(INFORMATION SHOWN)
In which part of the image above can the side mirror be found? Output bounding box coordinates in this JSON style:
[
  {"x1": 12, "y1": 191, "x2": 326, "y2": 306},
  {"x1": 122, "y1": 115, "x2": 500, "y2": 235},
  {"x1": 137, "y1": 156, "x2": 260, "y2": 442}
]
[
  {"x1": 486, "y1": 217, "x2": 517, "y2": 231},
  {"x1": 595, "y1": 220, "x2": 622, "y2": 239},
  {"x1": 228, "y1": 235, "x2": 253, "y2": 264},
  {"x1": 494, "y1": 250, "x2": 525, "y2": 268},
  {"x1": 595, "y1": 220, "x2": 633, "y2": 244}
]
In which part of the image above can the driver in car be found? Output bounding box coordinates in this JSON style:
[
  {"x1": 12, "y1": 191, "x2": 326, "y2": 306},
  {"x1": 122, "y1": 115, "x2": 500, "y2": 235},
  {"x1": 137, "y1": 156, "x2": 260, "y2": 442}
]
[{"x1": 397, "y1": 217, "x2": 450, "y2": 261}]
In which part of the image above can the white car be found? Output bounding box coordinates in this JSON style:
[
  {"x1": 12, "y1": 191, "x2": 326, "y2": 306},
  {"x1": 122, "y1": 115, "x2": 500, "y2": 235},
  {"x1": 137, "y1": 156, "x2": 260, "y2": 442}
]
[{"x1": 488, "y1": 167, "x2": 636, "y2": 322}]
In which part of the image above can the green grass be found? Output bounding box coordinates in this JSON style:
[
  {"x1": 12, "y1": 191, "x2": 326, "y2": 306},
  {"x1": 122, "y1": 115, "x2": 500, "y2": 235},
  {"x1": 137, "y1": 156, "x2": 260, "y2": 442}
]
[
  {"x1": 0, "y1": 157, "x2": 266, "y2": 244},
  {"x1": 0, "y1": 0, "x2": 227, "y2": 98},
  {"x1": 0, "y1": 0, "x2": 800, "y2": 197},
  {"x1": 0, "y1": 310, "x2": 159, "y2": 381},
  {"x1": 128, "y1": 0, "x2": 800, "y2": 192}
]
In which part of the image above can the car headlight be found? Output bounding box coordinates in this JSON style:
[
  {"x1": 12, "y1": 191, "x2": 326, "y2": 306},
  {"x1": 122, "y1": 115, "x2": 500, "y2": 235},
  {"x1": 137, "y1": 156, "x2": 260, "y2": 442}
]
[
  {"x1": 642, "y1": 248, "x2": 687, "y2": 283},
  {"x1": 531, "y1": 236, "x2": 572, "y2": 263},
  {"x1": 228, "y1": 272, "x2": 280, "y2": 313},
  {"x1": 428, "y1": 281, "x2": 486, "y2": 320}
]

(TASK OBJECTIVE) Please pull out every line of the records above, reproducing each one word for word with nothing altered.

(REPLY TO THE EXERCISE)
In which part of the image above can the side mirror be found? Output bounding box coordinates in this JSON style:
[
  {"x1": 12, "y1": 191, "x2": 326, "y2": 306},
  {"x1": 122, "y1": 115, "x2": 500, "y2": 235},
  {"x1": 137, "y1": 156, "x2": 260, "y2": 442}
]
[
  {"x1": 486, "y1": 217, "x2": 517, "y2": 231},
  {"x1": 595, "y1": 220, "x2": 622, "y2": 239},
  {"x1": 228, "y1": 235, "x2": 253, "y2": 264},
  {"x1": 494, "y1": 250, "x2": 525, "y2": 268},
  {"x1": 595, "y1": 220, "x2": 633, "y2": 244}
]
In which part of the image above can the driver in car be found? Output bounding box coordinates in this JSON style:
[
  {"x1": 12, "y1": 191, "x2": 326, "y2": 306},
  {"x1": 122, "y1": 115, "x2": 500, "y2": 235},
  {"x1": 137, "y1": 156, "x2": 260, "y2": 442}
]
[{"x1": 397, "y1": 217, "x2": 450, "y2": 261}]
In which part of the image above can the white car be found? Output bounding box coordinates in this JSON style:
[
  {"x1": 12, "y1": 191, "x2": 326, "y2": 306},
  {"x1": 122, "y1": 115, "x2": 500, "y2": 235},
  {"x1": 137, "y1": 156, "x2": 260, "y2": 442}
]
[{"x1": 488, "y1": 167, "x2": 636, "y2": 322}]
In which part of the image above can the green grass be found? Output bounding box coordinates in this JSON style:
[
  {"x1": 12, "y1": 191, "x2": 326, "y2": 306},
  {"x1": 122, "y1": 115, "x2": 500, "y2": 235},
  {"x1": 137, "y1": 156, "x2": 260, "y2": 442}
]
[
  {"x1": 0, "y1": 157, "x2": 266, "y2": 244},
  {"x1": 0, "y1": 0, "x2": 227, "y2": 98},
  {"x1": 0, "y1": 0, "x2": 800, "y2": 197},
  {"x1": 0, "y1": 310, "x2": 159, "y2": 381},
  {"x1": 128, "y1": 0, "x2": 800, "y2": 192}
]
In which part of the image above can the car headlight be found? Output bounding box coordinates in this JSON style:
[
  {"x1": 12, "y1": 191, "x2": 326, "y2": 306},
  {"x1": 122, "y1": 115, "x2": 500, "y2": 235},
  {"x1": 137, "y1": 156, "x2": 260, "y2": 442}
]
[
  {"x1": 642, "y1": 248, "x2": 687, "y2": 283},
  {"x1": 531, "y1": 236, "x2": 572, "y2": 263},
  {"x1": 228, "y1": 272, "x2": 280, "y2": 313},
  {"x1": 428, "y1": 281, "x2": 486, "y2": 320}
]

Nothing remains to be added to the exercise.